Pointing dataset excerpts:
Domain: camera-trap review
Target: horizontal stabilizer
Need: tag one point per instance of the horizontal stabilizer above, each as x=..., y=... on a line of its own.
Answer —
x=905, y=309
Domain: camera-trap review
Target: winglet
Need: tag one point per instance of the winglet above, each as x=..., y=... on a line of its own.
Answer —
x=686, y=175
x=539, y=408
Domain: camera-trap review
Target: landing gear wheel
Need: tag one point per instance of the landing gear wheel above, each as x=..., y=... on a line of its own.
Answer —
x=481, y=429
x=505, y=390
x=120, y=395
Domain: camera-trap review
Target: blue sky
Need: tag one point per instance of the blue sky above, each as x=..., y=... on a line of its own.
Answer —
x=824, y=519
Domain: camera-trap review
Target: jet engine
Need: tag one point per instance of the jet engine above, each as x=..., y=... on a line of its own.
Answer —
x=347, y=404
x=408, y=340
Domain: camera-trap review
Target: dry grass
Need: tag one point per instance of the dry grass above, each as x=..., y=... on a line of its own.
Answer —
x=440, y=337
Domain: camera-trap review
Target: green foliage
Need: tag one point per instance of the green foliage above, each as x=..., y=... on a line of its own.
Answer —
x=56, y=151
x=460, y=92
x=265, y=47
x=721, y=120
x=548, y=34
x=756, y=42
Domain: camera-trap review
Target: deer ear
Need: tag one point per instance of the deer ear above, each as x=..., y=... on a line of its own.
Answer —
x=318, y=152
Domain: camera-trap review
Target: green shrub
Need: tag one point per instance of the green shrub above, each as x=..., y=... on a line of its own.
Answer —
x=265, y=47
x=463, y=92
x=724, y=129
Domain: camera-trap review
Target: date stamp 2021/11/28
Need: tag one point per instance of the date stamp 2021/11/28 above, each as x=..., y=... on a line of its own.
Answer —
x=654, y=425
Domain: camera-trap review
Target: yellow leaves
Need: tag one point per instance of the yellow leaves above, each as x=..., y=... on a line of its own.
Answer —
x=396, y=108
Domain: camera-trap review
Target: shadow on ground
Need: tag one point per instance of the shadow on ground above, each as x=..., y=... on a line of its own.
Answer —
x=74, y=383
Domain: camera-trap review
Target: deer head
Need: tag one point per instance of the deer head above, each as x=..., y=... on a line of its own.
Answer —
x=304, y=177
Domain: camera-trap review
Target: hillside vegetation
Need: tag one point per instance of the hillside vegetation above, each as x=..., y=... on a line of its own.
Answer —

What you need to do:
From the material above, extract every line that contains the word "blue", matching case exactly, and copy each one unchanged.

Task result:
Target: blue sky
Need: tag one point per instance of the blue sky above, each as x=..., y=... on a line of its own.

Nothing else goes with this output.